=== Data shown ===
↓
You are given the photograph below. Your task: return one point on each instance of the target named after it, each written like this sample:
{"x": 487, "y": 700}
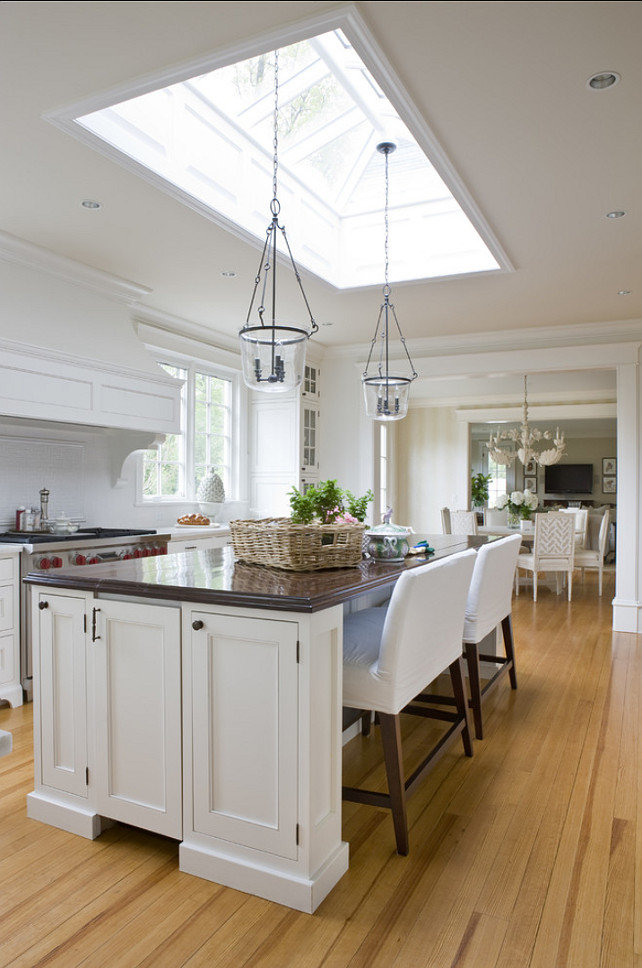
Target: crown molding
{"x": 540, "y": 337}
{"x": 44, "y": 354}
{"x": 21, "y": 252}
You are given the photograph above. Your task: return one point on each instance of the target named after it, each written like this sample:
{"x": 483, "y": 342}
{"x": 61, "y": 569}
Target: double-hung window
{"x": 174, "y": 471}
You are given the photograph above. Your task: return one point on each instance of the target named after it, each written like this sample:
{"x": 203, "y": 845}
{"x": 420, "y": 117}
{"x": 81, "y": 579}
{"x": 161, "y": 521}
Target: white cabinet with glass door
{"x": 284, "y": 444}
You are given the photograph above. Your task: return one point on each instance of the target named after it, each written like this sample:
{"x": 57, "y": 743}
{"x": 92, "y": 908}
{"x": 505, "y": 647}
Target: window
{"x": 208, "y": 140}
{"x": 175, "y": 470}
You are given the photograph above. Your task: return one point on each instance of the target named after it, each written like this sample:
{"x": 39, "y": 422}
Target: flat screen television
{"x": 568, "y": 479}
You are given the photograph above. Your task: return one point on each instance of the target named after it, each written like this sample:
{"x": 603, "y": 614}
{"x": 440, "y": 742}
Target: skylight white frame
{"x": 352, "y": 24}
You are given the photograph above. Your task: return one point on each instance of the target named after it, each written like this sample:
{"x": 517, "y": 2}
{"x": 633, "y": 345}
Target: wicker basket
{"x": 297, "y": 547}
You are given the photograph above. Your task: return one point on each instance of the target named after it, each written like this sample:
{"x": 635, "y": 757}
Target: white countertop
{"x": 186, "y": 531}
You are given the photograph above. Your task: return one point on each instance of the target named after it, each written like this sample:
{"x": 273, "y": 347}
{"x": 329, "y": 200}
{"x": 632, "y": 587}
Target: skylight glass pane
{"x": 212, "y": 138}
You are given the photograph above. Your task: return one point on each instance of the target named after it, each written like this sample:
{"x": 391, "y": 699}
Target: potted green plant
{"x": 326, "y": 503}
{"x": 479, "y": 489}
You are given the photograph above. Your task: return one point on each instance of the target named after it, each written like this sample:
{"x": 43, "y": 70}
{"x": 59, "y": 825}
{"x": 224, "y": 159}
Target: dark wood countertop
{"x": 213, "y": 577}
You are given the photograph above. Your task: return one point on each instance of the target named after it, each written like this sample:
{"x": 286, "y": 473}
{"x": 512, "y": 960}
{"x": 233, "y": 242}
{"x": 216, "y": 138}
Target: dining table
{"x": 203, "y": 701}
↑
=== Brief ===
Omit the pictures and output all of the other material exactly.

=== Answer in full ===
You are given the photograph below. Your task: return one point on each instance of the target named after it, each written like this sample:
{"x": 487, "y": 700}
Target: crown molding
{"x": 540, "y": 337}
{"x": 44, "y": 354}
{"x": 21, "y": 252}
You are given the photograph above. Your task: return one point on each instance of the target named after it, each written like this sample:
{"x": 483, "y": 342}
{"x": 61, "y": 569}
Target: double-hung window
{"x": 174, "y": 471}
You are given the photograph above. Your task: return one point on each instance of the target named after it, each written like this sample:
{"x": 203, "y": 845}
{"x": 420, "y": 117}
{"x": 81, "y": 579}
{"x": 161, "y": 521}
Target: white cabinet with glass door
{"x": 284, "y": 444}
You are given the photograph above. Your task: return one point on each instance of the target named after it, each written like this sample:
{"x": 57, "y": 743}
{"x": 92, "y": 908}
{"x": 505, "y": 647}
Target: window
{"x": 208, "y": 140}
{"x": 175, "y": 470}
You are given the photograph above. Your task: return one point on each instance of the target named after it, each written like this sample:
{"x": 39, "y": 422}
Target: flat screen television
{"x": 568, "y": 479}
You are given the photograph above. Your task: return one point on each instance of the target named after it, each written like this sample:
{"x": 603, "y": 614}
{"x": 440, "y": 742}
Target: skylight white frame
{"x": 352, "y": 24}
You are given the photograph above. Your task: return one point on each instance of the target named after it, each written like this sample:
{"x": 517, "y": 2}
{"x": 633, "y": 345}
Target: wicker basket
{"x": 297, "y": 547}
You are given the photograph above. Your task: return one point on each instance of the target named after it, each written like this sample:
{"x": 635, "y": 757}
Target: white countertop
{"x": 186, "y": 531}
You are given the photograph above. Your task: return one point on each instance of the target named after it, each written like this sample:
{"x": 273, "y": 347}
{"x": 329, "y": 200}
{"x": 632, "y": 587}
Target: skylight glass pane
{"x": 212, "y": 138}
You are given the photograph above. Your task: return one point on each instance of the target named after it, each written like this sample:
{"x": 391, "y": 699}
Target: potted green plant
{"x": 326, "y": 503}
{"x": 479, "y": 489}
You are given the photograph above. Your task: return one point on each instance of the target named after it, each written like this sample:
{"x": 43, "y": 70}
{"x": 59, "y": 825}
{"x": 224, "y": 159}
Target: dark wood countertop
{"x": 213, "y": 577}
You are given the photograph above. Your task: return one point on each instance of the target named after it, each written like this sample:
{"x": 286, "y": 473}
{"x": 512, "y": 960}
{"x": 233, "y": 242}
{"x": 216, "y": 138}
Target: dining table
{"x": 203, "y": 701}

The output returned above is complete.